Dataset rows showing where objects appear

━━━━━━━━━━━━━━━━

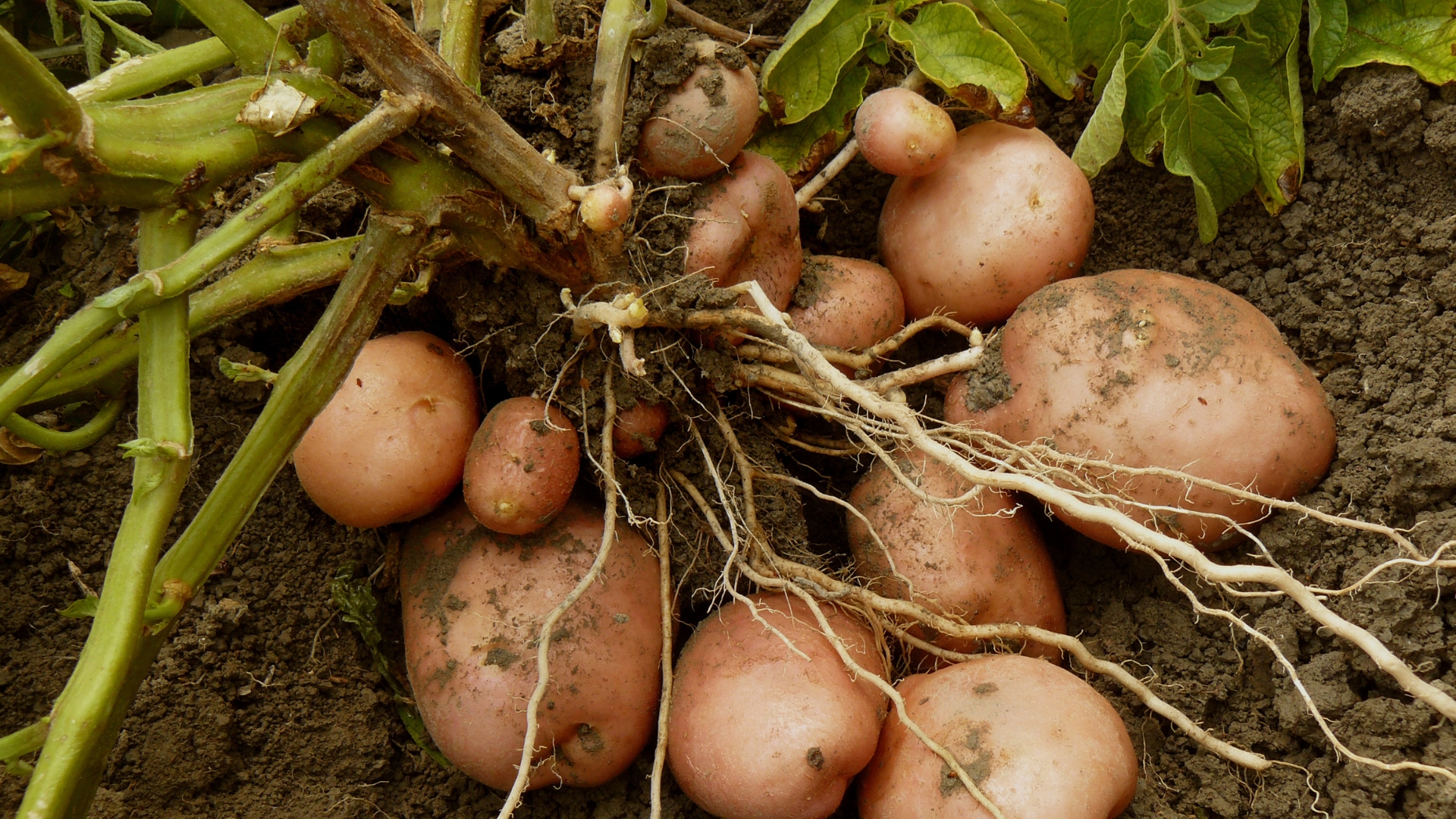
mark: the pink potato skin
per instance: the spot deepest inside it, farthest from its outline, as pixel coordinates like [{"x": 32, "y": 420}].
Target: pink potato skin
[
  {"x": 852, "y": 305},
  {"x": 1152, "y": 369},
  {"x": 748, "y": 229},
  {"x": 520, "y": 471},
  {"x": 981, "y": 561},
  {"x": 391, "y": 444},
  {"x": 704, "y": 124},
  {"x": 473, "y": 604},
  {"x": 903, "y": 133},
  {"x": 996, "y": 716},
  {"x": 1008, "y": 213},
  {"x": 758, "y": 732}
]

━━━━━━━━━━━━━━━━

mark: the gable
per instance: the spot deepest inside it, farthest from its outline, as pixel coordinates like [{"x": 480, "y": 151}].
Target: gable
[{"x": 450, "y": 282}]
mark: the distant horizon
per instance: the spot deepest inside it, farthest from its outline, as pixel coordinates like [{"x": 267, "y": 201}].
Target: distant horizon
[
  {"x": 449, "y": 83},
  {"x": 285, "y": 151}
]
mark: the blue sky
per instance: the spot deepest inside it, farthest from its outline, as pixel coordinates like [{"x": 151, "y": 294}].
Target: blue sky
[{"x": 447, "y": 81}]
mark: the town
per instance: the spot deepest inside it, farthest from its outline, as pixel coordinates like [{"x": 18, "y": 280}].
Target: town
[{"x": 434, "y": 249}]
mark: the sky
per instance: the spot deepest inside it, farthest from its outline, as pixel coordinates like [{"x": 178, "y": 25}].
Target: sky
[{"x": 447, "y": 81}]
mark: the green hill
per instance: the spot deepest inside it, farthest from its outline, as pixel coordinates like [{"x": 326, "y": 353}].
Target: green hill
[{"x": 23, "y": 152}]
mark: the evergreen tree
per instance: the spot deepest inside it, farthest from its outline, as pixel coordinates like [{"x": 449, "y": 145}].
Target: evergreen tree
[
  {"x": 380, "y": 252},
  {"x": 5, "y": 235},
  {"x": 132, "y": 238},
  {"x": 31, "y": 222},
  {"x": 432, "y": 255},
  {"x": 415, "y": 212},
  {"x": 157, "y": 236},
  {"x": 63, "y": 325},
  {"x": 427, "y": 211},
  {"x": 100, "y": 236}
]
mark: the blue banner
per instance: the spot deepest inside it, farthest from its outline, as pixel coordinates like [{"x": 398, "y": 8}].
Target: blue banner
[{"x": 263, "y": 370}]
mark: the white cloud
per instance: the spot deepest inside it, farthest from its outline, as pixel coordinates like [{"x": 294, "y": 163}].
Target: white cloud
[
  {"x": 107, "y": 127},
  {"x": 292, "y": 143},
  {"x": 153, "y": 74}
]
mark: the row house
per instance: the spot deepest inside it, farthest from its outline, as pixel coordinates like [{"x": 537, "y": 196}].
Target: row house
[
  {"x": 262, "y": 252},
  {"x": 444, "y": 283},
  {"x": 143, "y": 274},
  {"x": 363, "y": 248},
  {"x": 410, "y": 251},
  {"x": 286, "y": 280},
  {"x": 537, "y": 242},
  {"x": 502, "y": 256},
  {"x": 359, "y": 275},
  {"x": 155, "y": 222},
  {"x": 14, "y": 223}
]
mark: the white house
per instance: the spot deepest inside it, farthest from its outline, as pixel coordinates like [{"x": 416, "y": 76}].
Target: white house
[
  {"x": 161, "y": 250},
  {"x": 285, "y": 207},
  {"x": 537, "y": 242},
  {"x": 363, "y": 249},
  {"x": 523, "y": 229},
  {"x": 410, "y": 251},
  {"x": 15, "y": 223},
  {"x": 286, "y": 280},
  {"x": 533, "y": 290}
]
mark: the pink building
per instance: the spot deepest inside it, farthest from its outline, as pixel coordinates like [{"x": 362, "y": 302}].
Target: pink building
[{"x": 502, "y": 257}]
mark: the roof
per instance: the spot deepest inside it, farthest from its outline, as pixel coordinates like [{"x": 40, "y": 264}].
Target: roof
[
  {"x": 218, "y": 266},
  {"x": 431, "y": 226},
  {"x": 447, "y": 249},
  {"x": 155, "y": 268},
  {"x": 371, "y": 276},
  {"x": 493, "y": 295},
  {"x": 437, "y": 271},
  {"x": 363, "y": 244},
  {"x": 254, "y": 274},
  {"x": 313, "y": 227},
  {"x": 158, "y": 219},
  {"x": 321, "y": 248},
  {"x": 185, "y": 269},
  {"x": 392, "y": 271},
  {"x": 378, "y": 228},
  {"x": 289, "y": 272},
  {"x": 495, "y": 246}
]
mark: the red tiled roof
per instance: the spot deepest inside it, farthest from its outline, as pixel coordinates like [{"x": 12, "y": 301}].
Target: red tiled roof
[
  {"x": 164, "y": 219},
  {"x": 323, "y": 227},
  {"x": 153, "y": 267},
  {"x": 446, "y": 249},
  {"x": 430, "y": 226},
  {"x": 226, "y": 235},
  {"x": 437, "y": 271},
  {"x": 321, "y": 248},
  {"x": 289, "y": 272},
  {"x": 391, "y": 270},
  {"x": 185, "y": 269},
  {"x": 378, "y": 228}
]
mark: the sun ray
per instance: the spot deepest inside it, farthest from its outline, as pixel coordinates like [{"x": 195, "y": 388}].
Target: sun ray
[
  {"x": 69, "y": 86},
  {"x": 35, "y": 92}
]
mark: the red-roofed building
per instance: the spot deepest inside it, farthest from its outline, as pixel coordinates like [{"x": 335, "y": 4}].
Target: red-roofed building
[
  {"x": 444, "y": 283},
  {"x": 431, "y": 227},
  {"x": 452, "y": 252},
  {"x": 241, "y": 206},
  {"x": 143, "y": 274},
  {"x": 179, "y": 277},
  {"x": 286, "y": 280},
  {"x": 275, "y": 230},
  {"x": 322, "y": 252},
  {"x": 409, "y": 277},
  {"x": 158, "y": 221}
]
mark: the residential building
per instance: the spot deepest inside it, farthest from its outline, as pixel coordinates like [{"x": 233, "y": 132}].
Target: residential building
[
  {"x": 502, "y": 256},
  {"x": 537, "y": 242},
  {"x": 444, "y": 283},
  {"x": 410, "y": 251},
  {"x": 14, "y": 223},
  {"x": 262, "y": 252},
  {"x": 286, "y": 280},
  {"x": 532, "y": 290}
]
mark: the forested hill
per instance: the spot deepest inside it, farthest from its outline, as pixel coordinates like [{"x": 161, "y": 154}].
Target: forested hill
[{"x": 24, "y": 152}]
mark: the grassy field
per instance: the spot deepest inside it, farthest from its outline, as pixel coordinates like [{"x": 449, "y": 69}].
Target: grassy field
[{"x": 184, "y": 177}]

━━━━━━━━━━━━━━━━

## Task description
Tally the lines of the items above that contain the word "potato", matching case exactly, and give only the number.

## Worked answer
2